§ **Problem to solve**
Please collect every line of the data that contains the string "target" and copy each one out.

§ **Provided material**
+-------+

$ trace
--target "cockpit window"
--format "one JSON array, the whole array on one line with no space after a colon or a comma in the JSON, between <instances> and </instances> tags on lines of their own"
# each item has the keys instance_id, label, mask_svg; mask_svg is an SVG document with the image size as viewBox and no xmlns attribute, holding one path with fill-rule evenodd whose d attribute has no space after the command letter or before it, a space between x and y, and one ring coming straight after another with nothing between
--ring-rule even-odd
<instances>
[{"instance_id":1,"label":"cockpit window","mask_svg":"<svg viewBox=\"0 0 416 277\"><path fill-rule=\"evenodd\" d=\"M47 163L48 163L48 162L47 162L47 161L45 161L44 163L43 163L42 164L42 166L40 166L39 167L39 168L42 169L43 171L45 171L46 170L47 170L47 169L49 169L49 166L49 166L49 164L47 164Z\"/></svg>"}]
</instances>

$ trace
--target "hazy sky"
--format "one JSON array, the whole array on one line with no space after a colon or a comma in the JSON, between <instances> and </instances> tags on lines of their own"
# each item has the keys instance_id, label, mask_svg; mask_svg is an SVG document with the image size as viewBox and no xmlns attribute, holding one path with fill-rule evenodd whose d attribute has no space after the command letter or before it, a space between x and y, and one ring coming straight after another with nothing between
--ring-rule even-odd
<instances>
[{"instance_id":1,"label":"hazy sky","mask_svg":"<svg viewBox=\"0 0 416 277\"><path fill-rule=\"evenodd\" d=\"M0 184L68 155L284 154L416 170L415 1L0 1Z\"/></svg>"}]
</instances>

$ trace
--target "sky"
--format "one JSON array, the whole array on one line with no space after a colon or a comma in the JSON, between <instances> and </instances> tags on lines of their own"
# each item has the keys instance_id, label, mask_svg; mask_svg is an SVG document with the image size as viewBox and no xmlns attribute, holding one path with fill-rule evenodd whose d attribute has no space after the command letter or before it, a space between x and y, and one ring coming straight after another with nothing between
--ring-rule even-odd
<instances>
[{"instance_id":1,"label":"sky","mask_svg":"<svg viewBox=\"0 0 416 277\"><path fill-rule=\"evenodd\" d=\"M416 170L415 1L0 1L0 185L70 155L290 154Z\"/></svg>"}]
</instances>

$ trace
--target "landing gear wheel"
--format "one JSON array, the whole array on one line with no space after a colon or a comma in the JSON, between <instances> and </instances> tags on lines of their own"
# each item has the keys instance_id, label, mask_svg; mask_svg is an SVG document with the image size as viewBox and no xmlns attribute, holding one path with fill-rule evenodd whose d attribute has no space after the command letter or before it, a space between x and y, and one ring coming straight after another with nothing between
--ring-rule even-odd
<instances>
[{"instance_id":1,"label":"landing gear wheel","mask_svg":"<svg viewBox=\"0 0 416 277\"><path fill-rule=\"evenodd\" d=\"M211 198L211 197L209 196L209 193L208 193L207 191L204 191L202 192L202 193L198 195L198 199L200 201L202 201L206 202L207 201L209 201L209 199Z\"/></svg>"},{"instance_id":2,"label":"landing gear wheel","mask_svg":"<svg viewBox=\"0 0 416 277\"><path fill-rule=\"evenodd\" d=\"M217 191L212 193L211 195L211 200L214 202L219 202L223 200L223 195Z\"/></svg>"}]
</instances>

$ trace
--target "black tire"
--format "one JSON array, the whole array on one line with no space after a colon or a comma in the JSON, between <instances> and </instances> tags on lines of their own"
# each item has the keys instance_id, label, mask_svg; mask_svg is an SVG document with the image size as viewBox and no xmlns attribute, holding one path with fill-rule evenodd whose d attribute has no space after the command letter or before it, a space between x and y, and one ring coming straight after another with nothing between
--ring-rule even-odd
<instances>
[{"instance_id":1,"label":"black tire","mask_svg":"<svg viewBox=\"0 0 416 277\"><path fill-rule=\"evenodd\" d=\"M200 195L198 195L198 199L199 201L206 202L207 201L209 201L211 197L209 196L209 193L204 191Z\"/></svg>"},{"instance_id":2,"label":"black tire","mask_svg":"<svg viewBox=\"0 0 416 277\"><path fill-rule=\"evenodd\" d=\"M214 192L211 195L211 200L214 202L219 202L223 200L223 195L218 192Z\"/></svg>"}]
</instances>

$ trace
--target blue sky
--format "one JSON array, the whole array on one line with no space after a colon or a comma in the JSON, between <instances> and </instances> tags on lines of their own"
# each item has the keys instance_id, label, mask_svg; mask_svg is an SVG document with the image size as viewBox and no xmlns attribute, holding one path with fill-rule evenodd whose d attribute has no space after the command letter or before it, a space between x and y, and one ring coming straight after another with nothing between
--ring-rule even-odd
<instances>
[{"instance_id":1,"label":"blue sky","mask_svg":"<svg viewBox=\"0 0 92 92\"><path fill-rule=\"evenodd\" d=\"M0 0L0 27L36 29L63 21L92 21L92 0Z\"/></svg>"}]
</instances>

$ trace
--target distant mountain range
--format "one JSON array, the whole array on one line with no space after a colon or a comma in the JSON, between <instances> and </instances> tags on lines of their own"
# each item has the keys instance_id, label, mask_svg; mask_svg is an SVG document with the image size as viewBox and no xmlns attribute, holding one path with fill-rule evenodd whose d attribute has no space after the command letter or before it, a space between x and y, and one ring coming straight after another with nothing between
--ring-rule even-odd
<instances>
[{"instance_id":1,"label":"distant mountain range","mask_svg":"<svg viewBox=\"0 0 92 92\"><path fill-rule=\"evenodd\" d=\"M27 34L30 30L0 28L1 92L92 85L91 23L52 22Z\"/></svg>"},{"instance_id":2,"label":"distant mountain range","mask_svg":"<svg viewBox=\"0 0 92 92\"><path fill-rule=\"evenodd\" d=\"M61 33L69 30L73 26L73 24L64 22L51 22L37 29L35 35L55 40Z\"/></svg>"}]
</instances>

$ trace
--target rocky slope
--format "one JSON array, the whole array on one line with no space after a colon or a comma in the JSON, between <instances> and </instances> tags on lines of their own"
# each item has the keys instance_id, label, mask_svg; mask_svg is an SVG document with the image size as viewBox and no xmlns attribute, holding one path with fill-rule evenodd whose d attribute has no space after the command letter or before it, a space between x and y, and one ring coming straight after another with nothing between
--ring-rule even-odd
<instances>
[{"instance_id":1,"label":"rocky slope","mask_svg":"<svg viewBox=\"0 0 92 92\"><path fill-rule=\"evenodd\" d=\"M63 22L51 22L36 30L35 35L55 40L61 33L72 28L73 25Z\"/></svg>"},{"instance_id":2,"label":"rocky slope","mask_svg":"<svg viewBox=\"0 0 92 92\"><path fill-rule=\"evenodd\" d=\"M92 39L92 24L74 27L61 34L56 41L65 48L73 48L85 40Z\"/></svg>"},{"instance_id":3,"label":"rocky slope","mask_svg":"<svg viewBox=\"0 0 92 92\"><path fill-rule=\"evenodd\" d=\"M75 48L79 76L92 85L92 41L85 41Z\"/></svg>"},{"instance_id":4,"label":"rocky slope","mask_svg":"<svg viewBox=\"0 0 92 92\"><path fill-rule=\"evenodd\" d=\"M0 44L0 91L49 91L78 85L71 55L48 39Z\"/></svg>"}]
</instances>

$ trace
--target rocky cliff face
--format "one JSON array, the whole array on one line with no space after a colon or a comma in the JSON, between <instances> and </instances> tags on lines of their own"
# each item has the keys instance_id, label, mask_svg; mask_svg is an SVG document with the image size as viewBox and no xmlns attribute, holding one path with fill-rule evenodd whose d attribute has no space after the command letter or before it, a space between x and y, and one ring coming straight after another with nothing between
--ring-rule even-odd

+-------+

§ **Solution**
--target "cockpit window"
--target "hazy sky"
--target "sky"
--target "landing gear wheel"
--target "black tire"
--target blue sky
--target distant mountain range
--target rocky slope
--target rocky cliff face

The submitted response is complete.